Teks Pilihan:
☆ ☆ ☆ ☆ ☆ ☆ ☆

Persoalannya bukan hanya frustrasi ekonomi. Melainkan juga frustrasi sosial dan frustrasi politik. Pada frustrasi politik yang terakhir itu, menjadikan titik kritis keruwetan bertambah rumit.

Bangsa Indonesia yang digambarkan Sukarno sebagai bangsa bergotong-royong, bhineka tunggal ika, pada kenyataannya berbeda. Virus corona yang melanda dunia (tak terkecuali Indonesia), apapun penyebabnya --rekayasa atau pun bukan, faktanya memunculkan berbagai krisis. Termasuk yang lebih menonjol, dan ditonjol-tonjolkan, krisis kepercayaan pada Pemerintah.

Yang terjadi bukan lagi hanya pelanggaran PPKM, melainkan juga penolakan dan pembangkangan. Dengan berbagai dalihnya. Ada yang murni persoalan prokes. Dari sisi teknis penanganan dan antisipasi. Namun ada pula yang sama sekali tak berkait soal keselamatan rakyat. Lebih ke soal memanfaatkan kesempatan untuk menjatuhkan Pemerintahan. Agendanya jelas tampak, mengingat pada kelompok ini punya kecenderungan rindu-pahlawan. Perasaan megalomania sebagai pahlawan sang penyelesai.

Kenyataannya, penolakan PPKM bukan hanya warga masyarakat. Melainkan juga dilakukan aparat Pemerintah pada beberapa level. Aturan dari pusat, berkait kebijakan mengenai pandemi nasional, tak jarang mengalami pelanggaran, penolakan, bahkan pembangkangan dari aparat pemerintah di level bawahnya.

Meski pun belum tentu pelanggaran itu karena penolakan atau pembangkangan. Tak sedikit yang muncul karena ketidaktahuan, kebodohan, ketakutan (karena ruwetnya birokrasi, yang bisa berbalik arah menjadikannya terjebak dalam mal administrasi birokrasi). Jika kita mengacu teguran Mendagri pada 19 Pemda yang tidak antisipatif terhadap situasi pandemi, bisa dikata separoh lebih pemimpin di daerah masuk kategori pemerintahan yang tidak tanggap dan cakap.

☆ ☆ ☆ ☆ ☆ ☆ ☆

Data yang Disediakan:
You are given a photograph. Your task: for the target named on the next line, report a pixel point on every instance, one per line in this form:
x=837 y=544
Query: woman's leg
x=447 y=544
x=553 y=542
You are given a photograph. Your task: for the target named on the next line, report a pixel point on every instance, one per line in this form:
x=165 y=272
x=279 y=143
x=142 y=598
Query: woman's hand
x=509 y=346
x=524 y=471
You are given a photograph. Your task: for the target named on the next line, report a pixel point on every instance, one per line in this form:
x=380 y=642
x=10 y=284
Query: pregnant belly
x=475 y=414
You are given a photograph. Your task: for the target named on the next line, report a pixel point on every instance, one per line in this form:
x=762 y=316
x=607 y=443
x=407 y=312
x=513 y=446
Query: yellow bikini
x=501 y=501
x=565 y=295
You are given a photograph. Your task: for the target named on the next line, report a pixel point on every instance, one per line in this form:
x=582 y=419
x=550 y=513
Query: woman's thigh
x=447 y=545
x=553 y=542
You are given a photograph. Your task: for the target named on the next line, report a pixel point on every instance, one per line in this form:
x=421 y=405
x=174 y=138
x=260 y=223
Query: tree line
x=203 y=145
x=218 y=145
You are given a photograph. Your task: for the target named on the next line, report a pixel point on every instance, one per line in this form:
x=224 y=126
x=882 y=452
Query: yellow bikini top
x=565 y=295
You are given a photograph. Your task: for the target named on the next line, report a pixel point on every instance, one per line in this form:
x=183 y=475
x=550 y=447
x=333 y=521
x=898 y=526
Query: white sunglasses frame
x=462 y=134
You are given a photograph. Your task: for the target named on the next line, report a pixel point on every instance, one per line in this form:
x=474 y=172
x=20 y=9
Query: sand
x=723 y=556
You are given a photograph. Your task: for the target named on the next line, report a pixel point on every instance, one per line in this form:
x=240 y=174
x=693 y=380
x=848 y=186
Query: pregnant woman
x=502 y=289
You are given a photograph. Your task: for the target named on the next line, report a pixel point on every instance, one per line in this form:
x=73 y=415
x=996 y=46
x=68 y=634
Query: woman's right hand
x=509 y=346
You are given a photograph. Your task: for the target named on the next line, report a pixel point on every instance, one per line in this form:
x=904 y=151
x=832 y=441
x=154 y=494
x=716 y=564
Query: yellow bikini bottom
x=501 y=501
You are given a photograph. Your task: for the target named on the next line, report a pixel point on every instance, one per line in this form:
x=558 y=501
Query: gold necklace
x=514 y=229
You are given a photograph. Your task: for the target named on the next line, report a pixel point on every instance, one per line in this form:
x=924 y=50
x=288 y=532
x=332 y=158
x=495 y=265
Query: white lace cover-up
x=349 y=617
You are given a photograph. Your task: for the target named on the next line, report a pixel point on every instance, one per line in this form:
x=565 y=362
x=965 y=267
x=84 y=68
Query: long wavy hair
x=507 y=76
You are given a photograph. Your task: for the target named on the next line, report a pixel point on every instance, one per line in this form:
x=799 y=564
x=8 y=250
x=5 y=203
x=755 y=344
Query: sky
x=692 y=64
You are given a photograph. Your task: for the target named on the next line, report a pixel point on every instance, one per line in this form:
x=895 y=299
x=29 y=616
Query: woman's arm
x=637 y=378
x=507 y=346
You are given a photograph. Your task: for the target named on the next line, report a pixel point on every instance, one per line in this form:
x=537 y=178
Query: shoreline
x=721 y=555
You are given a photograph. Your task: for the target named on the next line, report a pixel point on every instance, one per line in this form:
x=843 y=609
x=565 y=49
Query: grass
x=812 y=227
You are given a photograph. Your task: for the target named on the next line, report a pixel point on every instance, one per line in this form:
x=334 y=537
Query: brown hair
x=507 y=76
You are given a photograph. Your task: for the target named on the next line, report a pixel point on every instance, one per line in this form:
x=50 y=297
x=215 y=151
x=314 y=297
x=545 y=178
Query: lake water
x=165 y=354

☆ ☆ ☆ ☆ ☆ ☆ ☆

Tindakan yang Diperlukan:
a) Tulis kembali bagian teks tentang PPKM dari "Meski pun belum" sampai "tanggap dan cakap.", dengan mengganti "Mendagri" menjadi "Menteri Dalam Negeri".
b) Jawab pertanyaan berikut berdasarkan teks tentang PPKM.
(i) Selain frustrasi ekonomi, frustrasi apa saja yang disebutkan?
(ii) Sukarno menggambarkan bangsa Indonesia sebagai bangsa seperti apa?
(iii) Berapa Pemda yang mendapat teguran Mendagri karena tidak antisipatif terhadap situasi pandemi?
c) Lanjutkan teks tentang PPKM mulai dari kalimat terakhir yang ditampilkan.
Daftar di atas merupakan bahan tersendiri yang terpisah dari teks tentang PPKM.

Jawaban Anda:
a)
Meski pun belum tentu pelanggaran itu karena penolakan atau pembangkangan. Tak sedikit yang muncul karena ketidaktahuan, kebodohan, ketakutan (karena ruwetnya birokrasi, yang bisa berbalik arah menjadikannya terjebak dalam mal administrasi birokrasi). Jika kita mengacu teguran Menteri Dalam Negeri pada 19 Pemda yang tidak antisipatif terhadap situasi pandemi, bisa dikata separoh lebih pemimpin di daerah masuk kategori pemerintahan yang tidak tanggap dan cakap.

b)
(i) Frustrasi sosial dan frustrasi politik.
(ii) Sebagai bangsa bergotong-royong, bhineka tunggal ika.
(iii) 19 Pemda.

c)
Yang berbahaya, pelanggaran karena ekspresi penolakan dan bahkan pembangkangan. Kelompok ini, baik secara individu, komunitas, ormas, dengan latar kepentingan ideologi, agama, politik; menghalalkan segala cara. Tumpuan agendanya sama; melawan Pemerintah, dan menjatuhkannya. Tak ada urusan dengan pandemi atau nyawa rakyat.

Jika melihat fenomenanya, apakah pandemi ini bakal berhenti 2024? Apakah jika Pemerintahan jatuh situasinya akan menjadi baik? Tak ada jaminan. Bahkan bisa lebih buruk, dengan melihat reputasi dan track-record kelompok penolak dan pembangkang ini. Tidak terlalu sulit membacai rekam-jejak seseorang di jaman digital ini. Apalagi para sponsor dan pendukung gerakan ‘Jokowi Endgame’ tidaklah meyakinkan sebagai gerakan politik murni. Tak ada jaminan pula bisa menyelesaikan persoalan berat bangsa dan negara ini.

Tidak ada proposal yang proporsional dan significant. Semuanya masih dikitaran teknis, yang sesungguhnya akan lebih elegan jika dibicarakan bersama. Namun lebih kuat keengganan untuk bekerjasama, bergotong-royong sebagai satu bangsa. Lebih kuat dorongannya sebagai kelompok pragmatis dan oportunis. Bukan untuk menyelamatkan bangsa dan negara, melainkan ini saatnya merebut kekuasaan. Ketika Pemerintah sedang limbung. Lebih-lebih kelakuan oposan baperan. Merasa paling benar justeru ketika tak bisa menunjukkan di mana kebenaran dalam dirinya. Dalam pikiran dan perbuatan yang terpetakan dan terukur.

Demonstrasi menolak kebijakan Pemerintah, biasanya dilakukan para mahasiswa dan buruh. Atau jika tidak, oleh mereka yang sedang dalam situasi dan posisi dirugikan Pemerintah. Berani kerumunan demo pada saat-saat ini, menunjukkan mereka hanyalah martir. Kelinci percobaan yang dimanfaatkan. Jika tiap hari ada demo, kalkulasinya tiap hari muncul kerumunan, dan jadi cluster-cluster baru yang akan menggerogoti endurance pemerintahan.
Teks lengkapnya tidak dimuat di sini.